## Selection
■ ■ ■ ■ ■

As mentioned above, Anna, like Darrow, is influenced by telegraphy; however, she also displays non-telegraphic behavior à la Sophy. In this way, she is a liminal figure between Darrow and Sophy, between telegraphy and pre-electronic media. While her telegram to Darrow sets off the plot of the entire novel, her subsequent letter of explanation remains superfluous at best. Angry that Anna’s letter did not arrive “within twenty-four hours,” Darrow throws “the unopened letter into the middle of the fire” after having “fingered its thickness and weight” (45, 64). Anna’s telegram, with its instantaneous speed and immediate presence, leaves Darrow craving temporal instantaneity and spatial propinquity. A tardy letter provides neither.Butchard remarks that the “misunderstanding” among Anna and Darrow “can only be resolved by physical proximity” (114), and Darrow admits this accordingly: “the only thing that matters is that we’re sitting here together” (Reef 90). Toward the end of the novel, Anna’s “pulses,” much like those of Sophy, place her outside a network of communication (269). As she tries to communicate with Darrow, “loud pulses” beat “in her temples,” not reaching him (269). Likewise, “nervous pulsations in her throat” forbid her from trying “to speak” (270). This displacement reaches its zenith as the Anna who knows that “[i]t was Sophy Viner only who could save her” from an uneasy future with George Darrow learns that “Sophy’s gone to India” thanks to “Mrs. Murrett’s wire” (284, 289). Anna loses her final chance of salvation due to the speed of telegraphy. Mrs. Murrett’s telegram is a spatiotemporal “reef.” Not only does it prove too fast for Anna to save herself, but it also acts as a physical barrier of the utmost distance between Anna and Sophy, insofar as it directs the latter all the way to India, where it is impossible for Anna to contact her.

■ ■ ■ ■ ■

## Extracted information
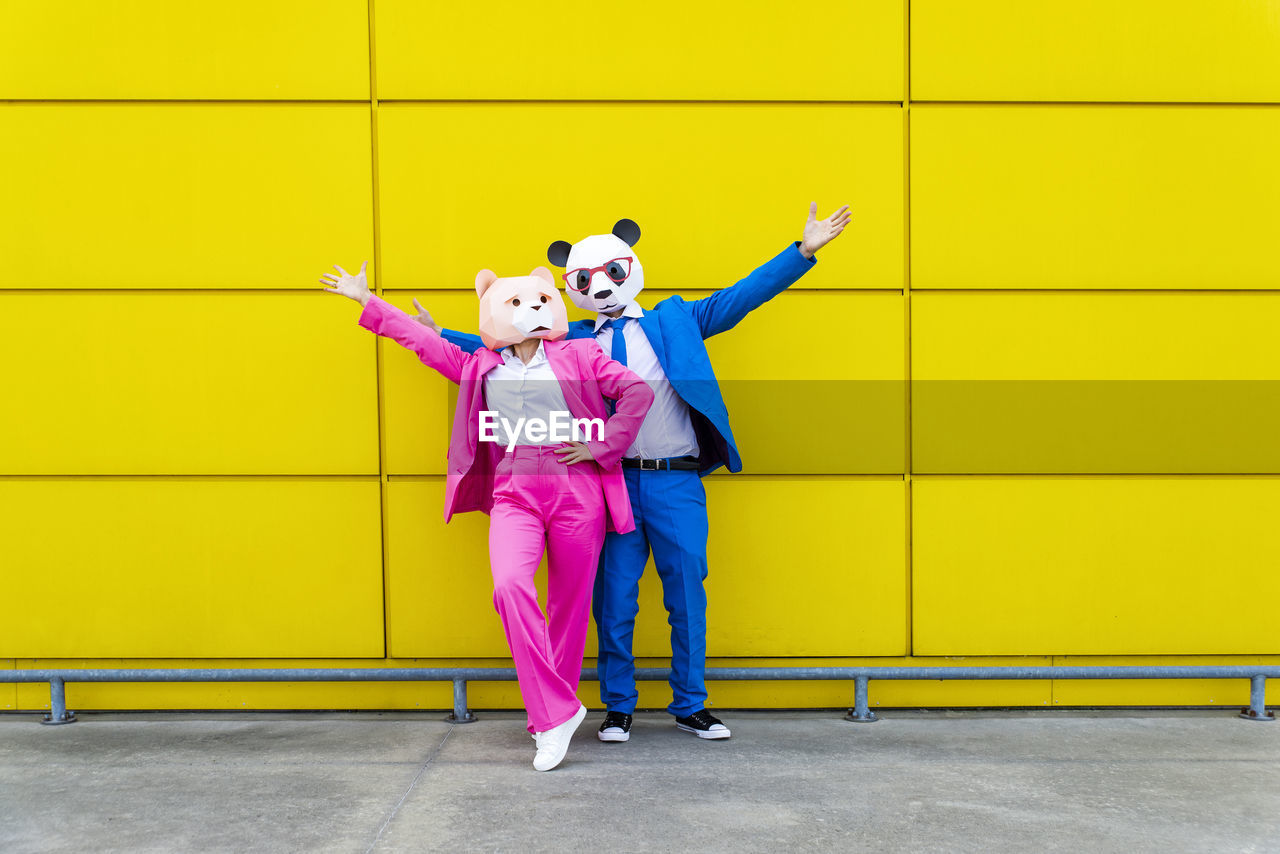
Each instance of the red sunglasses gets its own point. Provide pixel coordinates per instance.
(580, 278)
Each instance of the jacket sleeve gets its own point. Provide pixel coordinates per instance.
(632, 396)
(465, 339)
(384, 319)
(726, 307)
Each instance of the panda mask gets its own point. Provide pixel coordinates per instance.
(602, 272)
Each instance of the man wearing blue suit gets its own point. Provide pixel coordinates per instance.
(685, 437)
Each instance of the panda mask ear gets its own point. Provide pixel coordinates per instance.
(558, 252)
(627, 232)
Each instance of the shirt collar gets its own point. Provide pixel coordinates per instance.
(630, 310)
(508, 355)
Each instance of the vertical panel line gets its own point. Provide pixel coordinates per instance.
(378, 348)
(906, 306)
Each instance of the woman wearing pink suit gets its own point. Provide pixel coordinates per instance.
(560, 494)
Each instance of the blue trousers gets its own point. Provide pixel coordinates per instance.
(670, 510)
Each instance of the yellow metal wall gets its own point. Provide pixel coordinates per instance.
(1064, 237)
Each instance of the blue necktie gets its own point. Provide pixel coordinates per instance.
(620, 342)
(618, 348)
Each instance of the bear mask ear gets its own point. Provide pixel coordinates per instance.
(627, 232)
(558, 252)
(484, 278)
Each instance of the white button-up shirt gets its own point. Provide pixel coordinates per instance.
(519, 391)
(668, 429)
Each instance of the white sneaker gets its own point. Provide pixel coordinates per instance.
(553, 743)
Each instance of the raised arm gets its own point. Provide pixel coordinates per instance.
(384, 319)
(726, 307)
(466, 341)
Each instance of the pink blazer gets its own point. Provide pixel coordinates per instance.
(585, 374)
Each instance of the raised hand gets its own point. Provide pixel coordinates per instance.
(424, 318)
(347, 284)
(819, 232)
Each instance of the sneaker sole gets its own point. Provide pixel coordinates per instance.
(703, 734)
(576, 721)
(613, 736)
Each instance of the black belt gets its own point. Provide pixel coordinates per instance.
(684, 464)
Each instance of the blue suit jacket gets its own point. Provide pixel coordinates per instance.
(676, 329)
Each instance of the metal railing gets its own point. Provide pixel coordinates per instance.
(460, 676)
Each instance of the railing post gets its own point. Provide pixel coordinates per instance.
(862, 712)
(58, 712)
(1257, 708)
(461, 713)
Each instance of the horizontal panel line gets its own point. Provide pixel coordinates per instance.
(1093, 290)
(92, 101)
(744, 476)
(1109, 475)
(392, 288)
(894, 103)
(1121, 104)
(369, 478)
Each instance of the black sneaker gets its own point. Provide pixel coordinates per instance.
(616, 727)
(704, 725)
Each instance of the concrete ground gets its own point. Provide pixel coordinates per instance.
(915, 781)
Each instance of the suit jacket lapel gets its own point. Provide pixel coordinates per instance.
(565, 368)
(652, 328)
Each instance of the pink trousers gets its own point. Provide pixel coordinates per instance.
(539, 502)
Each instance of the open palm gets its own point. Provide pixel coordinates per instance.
(347, 284)
(819, 232)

■ ■ ■ ■ ■

## Task details
Answer these questions from the passage on Anna and telegraphy:
(a) What does Darrow throw into the middle of the fire?
(b) According to Butchard, how can the misunderstanding between Anna and Darrow be resolved?
(c) Whose wire tells Anna that Sophy has gone to India?
The data shown here were taken from a separate source and are not part of the passage.

## Exercise output
(a) Anna's unopened letter.
(b) Only by physical proximity.
(c) Mrs. Murrett's.